**READING PASSAGE:**

As for the rest of the analysis, this is a pretty classic example of statistics writing that makes it very difficult to evaluate the data, methods, and results. (This paper would not do well by the standards applied by Stephen Ziliak and Deidre McCloskey (PDF) to econometric results published in the American Economic Review.) Among other things:


So, as usual, do not trust, and always verify.

Thursday, September 02, 2004

Creative Editing in the SCLM

by Tom Bozzo

Today was a curious day for the Washington Post.

On my usual morning visit, I saw this fact-check article, "Giuliani Charges Lack Context" by staff writer Glenn Kessler. Not seeing a page number, I took it for an online-only story, but was kind of glad that someone was pointing out that Giuliani was not exactly telling the entire truth in his Monday speech.

Around lunchtime, as I usually do, I took in Bob Somerby's Howler, where much of the day's piece took Kessler on for being far too polite about Guiliani's gross dissembling. Somerby's kicker was that Kessler didn't even address Giuliani's most egregious falsehood, the reference to Kerry's votes on the $87 billion appropriation for Iraq, ending with the punchline about the two Americas and how Kerry could vote for the exact same thing different ways in each one.

Every informed person should know that in reality, Kerry favored one version of a controversial bill and opposed another, while Bush favored a different version (that eventually enacted) and threatened to veto others. So subject to an appropriate transformation, Bush and Kerry are in the exact same position on the $87 billion. Even though President Bush has never specifically said (to my knowledge) "I threatened to veto the $87 billion before I signed it," it's what he did! Such a statement would be true!

**WHAT TO DO:**
- 1) In the blog post, what was the title of Glenn Kessler's fact-check article?
- 2) Reproduce the stretch of the blog post from "So, as usual, do" through "his Monday speech.".

**GIVEN RECORDS:**

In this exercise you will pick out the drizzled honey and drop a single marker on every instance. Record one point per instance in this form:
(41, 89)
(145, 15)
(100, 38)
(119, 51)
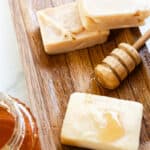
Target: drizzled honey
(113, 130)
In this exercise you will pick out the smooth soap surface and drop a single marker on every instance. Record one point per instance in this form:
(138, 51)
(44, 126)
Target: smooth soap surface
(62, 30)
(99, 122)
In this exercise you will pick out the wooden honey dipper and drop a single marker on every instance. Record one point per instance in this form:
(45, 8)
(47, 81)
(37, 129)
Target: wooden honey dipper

* * *

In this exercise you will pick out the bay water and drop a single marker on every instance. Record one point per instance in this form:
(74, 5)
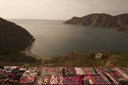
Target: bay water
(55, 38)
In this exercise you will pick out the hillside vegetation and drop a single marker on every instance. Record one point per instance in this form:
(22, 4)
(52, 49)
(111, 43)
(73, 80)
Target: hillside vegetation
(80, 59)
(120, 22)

**ANSWERS TO THE EXERCISE:**
- 1) "Giuliani Charges Lack Context"

- 2)
So, as usual, do not trust, and always verify.

Thursday, September 02, 2004

Creative Editing in the SCLM

by Tom Bozzo

Today was a curious day for the Washington Post.

On my usual morning visit, I saw this fact-check article, "Giuliani Charges Lack Context" by staff writer Glenn Kessler. Not seeing a page number, I took it for an online-only story, but was kind of glad that someone was pointing out that Giuliani was not exactly telling the entire truth in his Monday speech.